# START OF PROVIDED ENTRIES

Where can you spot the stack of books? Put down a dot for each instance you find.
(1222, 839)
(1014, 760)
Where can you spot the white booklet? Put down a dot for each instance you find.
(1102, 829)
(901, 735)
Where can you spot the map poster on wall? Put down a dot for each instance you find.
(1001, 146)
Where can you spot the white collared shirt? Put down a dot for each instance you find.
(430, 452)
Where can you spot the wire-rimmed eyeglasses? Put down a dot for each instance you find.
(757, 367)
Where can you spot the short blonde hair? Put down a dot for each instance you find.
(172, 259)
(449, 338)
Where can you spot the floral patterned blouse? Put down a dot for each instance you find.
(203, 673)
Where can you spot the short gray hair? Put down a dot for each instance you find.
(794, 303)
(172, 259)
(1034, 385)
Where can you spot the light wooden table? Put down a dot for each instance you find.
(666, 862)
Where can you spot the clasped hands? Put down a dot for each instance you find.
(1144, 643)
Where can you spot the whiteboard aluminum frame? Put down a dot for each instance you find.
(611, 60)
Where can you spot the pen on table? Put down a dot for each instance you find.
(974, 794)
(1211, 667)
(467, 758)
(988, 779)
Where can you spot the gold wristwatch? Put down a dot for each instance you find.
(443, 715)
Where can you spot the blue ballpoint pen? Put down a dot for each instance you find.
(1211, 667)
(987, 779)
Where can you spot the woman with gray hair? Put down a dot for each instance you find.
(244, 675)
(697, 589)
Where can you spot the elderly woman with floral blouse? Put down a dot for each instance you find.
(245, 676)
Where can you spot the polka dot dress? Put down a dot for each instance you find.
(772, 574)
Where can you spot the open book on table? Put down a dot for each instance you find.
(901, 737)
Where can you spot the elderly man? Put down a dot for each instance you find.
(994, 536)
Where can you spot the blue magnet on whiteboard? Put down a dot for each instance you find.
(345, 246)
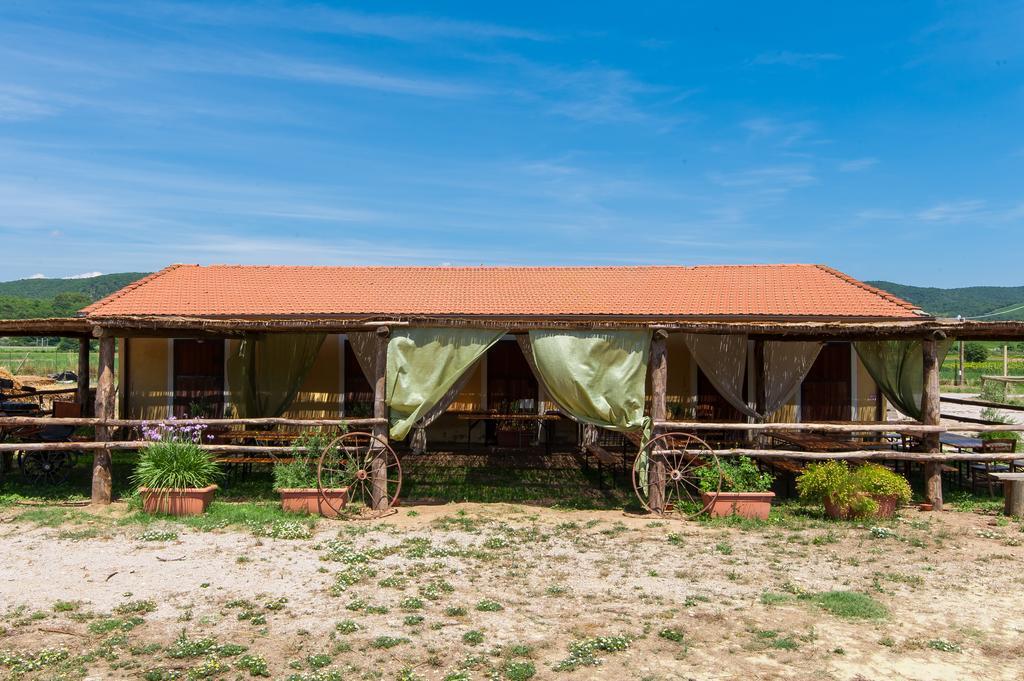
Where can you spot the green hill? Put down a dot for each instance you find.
(28, 298)
(969, 301)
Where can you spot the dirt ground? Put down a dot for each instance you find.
(468, 591)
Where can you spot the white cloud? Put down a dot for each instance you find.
(856, 165)
(771, 178)
(782, 132)
(409, 28)
(800, 59)
(955, 211)
(267, 65)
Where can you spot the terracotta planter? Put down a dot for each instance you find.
(744, 504)
(187, 501)
(308, 500)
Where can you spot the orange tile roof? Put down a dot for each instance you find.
(256, 291)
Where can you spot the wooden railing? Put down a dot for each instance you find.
(36, 422)
(913, 429)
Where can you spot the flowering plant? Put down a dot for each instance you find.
(163, 431)
(173, 459)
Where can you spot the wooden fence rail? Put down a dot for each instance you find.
(895, 427)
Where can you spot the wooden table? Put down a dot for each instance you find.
(809, 441)
(962, 442)
(475, 418)
(1013, 493)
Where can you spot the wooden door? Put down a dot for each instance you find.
(825, 392)
(199, 378)
(358, 391)
(510, 380)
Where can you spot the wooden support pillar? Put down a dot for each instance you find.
(761, 374)
(105, 386)
(930, 417)
(960, 365)
(658, 412)
(83, 376)
(379, 492)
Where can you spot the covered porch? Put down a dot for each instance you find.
(774, 390)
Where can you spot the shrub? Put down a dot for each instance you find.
(829, 480)
(300, 472)
(993, 415)
(739, 474)
(975, 352)
(174, 460)
(879, 480)
(834, 482)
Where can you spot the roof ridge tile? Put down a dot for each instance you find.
(93, 307)
(870, 289)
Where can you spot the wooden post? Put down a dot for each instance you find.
(930, 417)
(101, 484)
(960, 368)
(761, 372)
(379, 492)
(1013, 496)
(83, 376)
(658, 411)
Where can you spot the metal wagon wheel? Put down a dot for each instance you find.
(369, 470)
(675, 459)
(46, 467)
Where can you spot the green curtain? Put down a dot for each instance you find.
(898, 370)
(265, 372)
(424, 364)
(599, 377)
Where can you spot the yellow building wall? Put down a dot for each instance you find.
(147, 391)
(681, 388)
(866, 395)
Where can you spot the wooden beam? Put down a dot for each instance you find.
(130, 423)
(658, 369)
(982, 402)
(806, 329)
(83, 376)
(378, 487)
(101, 481)
(931, 416)
(860, 455)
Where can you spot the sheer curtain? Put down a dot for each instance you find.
(265, 372)
(423, 367)
(898, 369)
(723, 359)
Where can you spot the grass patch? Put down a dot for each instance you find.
(850, 605)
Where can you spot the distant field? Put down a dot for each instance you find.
(23, 360)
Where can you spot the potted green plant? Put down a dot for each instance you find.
(885, 487)
(296, 480)
(744, 490)
(867, 491)
(174, 474)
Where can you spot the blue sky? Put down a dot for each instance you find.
(883, 138)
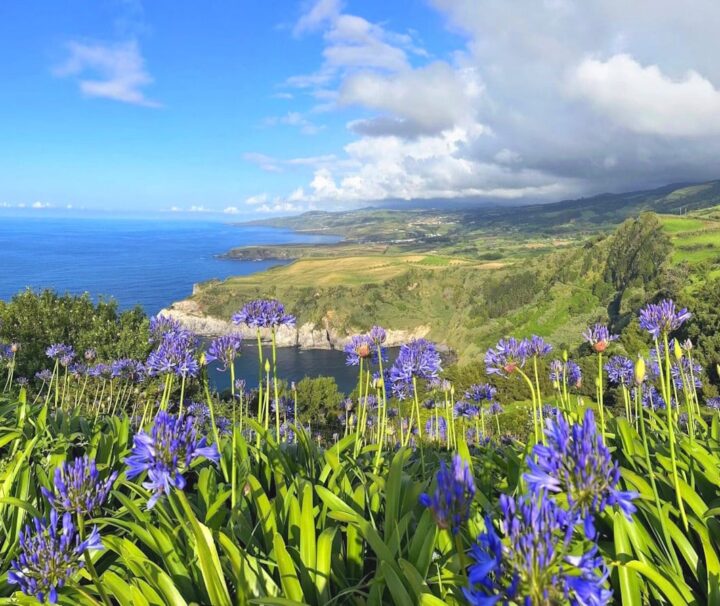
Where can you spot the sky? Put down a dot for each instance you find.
(250, 109)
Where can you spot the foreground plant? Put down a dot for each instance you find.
(51, 552)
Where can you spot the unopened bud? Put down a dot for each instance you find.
(640, 370)
(678, 350)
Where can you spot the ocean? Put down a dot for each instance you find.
(150, 263)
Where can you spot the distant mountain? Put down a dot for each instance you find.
(568, 216)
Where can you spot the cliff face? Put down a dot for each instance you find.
(305, 336)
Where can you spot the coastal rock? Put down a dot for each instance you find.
(305, 336)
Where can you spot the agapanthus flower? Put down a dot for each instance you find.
(531, 561)
(44, 375)
(599, 337)
(663, 318)
(621, 370)
(575, 461)
(537, 346)
(224, 350)
(690, 369)
(651, 398)
(377, 335)
(507, 356)
(495, 408)
(452, 500)
(565, 372)
(436, 429)
(50, 554)
(78, 488)
(58, 351)
(166, 453)
(360, 347)
(418, 359)
(174, 354)
(466, 410)
(263, 313)
(481, 392)
(713, 403)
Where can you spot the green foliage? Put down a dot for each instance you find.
(317, 398)
(37, 319)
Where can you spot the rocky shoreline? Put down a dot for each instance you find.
(304, 336)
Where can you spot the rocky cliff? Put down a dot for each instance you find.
(305, 336)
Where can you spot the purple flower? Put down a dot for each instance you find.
(575, 461)
(537, 346)
(621, 370)
(44, 375)
(166, 453)
(507, 356)
(50, 554)
(78, 487)
(481, 392)
(568, 373)
(599, 337)
(224, 349)
(713, 403)
(263, 313)
(662, 318)
(452, 499)
(418, 359)
(531, 563)
(60, 352)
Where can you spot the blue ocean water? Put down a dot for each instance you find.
(138, 262)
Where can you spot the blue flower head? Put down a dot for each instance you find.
(78, 488)
(166, 454)
(662, 318)
(264, 313)
(576, 462)
(50, 554)
(530, 562)
(452, 499)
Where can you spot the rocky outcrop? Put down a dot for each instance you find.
(305, 336)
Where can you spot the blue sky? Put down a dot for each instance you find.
(251, 108)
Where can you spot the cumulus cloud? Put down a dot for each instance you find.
(109, 71)
(645, 100)
(539, 100)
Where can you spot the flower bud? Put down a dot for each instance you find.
(678, 350)
(640, 370)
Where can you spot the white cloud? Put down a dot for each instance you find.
(257, 199)
(119, 71)
(645, 100)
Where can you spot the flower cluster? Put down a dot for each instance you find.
(166, 453)
(575, 461)
(507, 356)
(531, 562)
(599, 337)
(50, 554)
(481, 392)
(565, 373)
(418, 359)
(451, 501)
(621, 370)
(174, 352)
(263, 313)
(662, 318)
(224, 350)
(78, 488)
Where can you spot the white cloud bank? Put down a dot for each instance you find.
(541, 99)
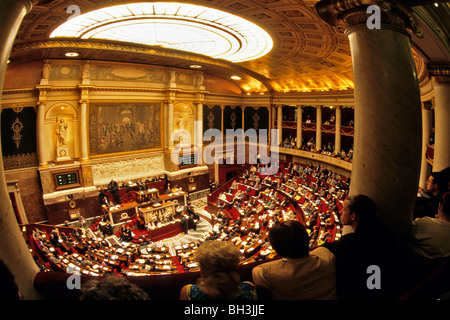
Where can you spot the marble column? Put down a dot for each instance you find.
(170, 123)
(280, 124)
(299, 126)
(199, 128)
(14, 251)
(388, 125)
(337, 128)
(83, 131)
(318, 127)
(425, 168)
(40, 134)
(441, 86)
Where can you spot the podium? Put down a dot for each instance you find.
(145, 196)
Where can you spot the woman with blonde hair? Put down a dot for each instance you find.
(218, 262)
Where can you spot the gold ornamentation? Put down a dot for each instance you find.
(17, 126)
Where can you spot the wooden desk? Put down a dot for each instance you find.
(167, 208)
(144, 196)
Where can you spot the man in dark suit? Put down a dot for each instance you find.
(113, 187)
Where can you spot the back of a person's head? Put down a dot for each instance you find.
(363, 207)
(445, 204)
(440, 178)
(8, 286)
(446, 176)
(218, 262)
(289, 239)
(112, 288)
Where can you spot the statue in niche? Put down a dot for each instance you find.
(173, 76)
(46, 71)
(87, 71)
(61, 131)
(62, 151)
(200, 79)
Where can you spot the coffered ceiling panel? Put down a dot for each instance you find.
(308, 54)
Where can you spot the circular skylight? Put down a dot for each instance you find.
(180, 26)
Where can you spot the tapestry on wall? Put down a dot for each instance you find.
(19, 137)
(256, 118)
(124, 127)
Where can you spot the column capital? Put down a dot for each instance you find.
(355, 13)
(439, 72)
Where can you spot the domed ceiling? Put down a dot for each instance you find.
(272, 45)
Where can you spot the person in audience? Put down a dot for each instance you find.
(371, 244)
(427, 204)
(300, 275)
(218, 262)
(112, 288)
(430, 237)
(113, 187)
(8, 286)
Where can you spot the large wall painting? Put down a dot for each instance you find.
(124, 127)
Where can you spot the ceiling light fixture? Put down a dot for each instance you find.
(179, 26)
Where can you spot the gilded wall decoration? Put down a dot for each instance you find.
(212, 117)
(232, 118)
(256, 118)
(18, 130)
(129, 169)
(124, 127)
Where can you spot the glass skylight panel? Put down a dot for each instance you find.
(178, 26)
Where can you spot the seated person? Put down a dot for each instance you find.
(371, 243)
(430, 237)
(300, 275)
(218, 262)
(427, 204)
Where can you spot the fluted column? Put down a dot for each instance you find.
(318, 127)
(425, 168)
(169, 123)
(83, 131)
(14, 251)
(40, 134)
(388, 133)
(199, 128)
(280, 124)
(299, 126)
(441, 85)
(337, 133)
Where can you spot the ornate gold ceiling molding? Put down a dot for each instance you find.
(354, 13)
(138, 49)
(440, 72)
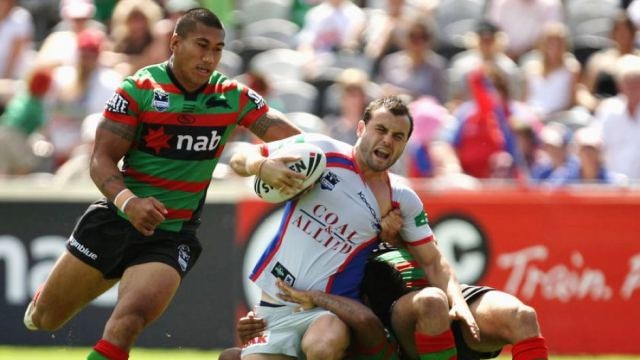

# END OF PROVIDED ENTRIES

**CHALLENGE**
Rewrite every line of the data above, from the line containing "Where can you spot the light" through the line containing "(1144, 643)", and add -45 to each coordinate value. Give only those lines.

**THE RESULT**
Where can you spot the light wooden table? Put down a dot for each instance you find.
(621, 817)
Where can you spot the clasped hands? Put down a dot for each instance you find.
(1099, 598)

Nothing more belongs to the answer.